§ EXERCISE BRIEF: Copy out the entire listing below word for word, leaving out any pictures.

Items from a data source:
———
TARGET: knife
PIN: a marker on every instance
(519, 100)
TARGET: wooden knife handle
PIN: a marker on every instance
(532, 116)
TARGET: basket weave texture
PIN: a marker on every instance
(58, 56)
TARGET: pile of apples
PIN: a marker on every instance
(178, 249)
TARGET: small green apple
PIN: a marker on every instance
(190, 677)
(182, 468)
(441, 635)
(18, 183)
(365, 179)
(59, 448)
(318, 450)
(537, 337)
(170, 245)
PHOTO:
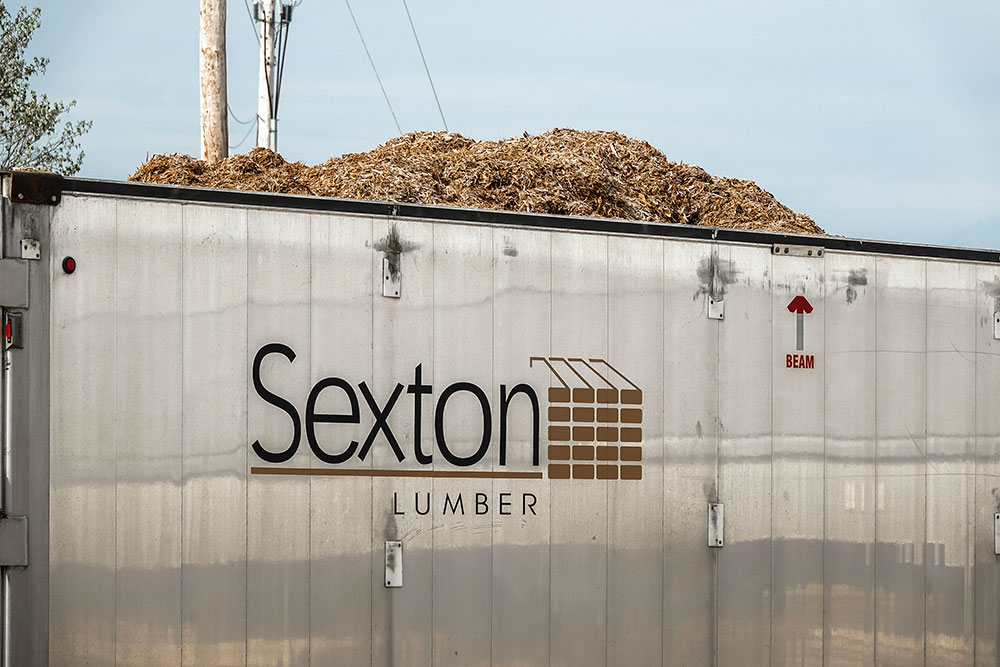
———
§ FULL OUTPUT:
TARGET: knife
PIN: a marker on every instance
(519, 100)
TARGET: wooden knife handle
PIN: a marker on every instance
(532, 116)
TARGET: basket weave texture
PIN: a marker on every instance
(58, 56)
TARGET: pile of apples
PIN: a marker on every instance
(178, 249)
TARGET: small green apple
PIN: a marker on every instance
(190, 677)
(182, 468)
(441, 635)
(18, 183)
(365, 179)
(59, 448)
(318, 450)
(537, 337)
(170, 245)
PHOTO:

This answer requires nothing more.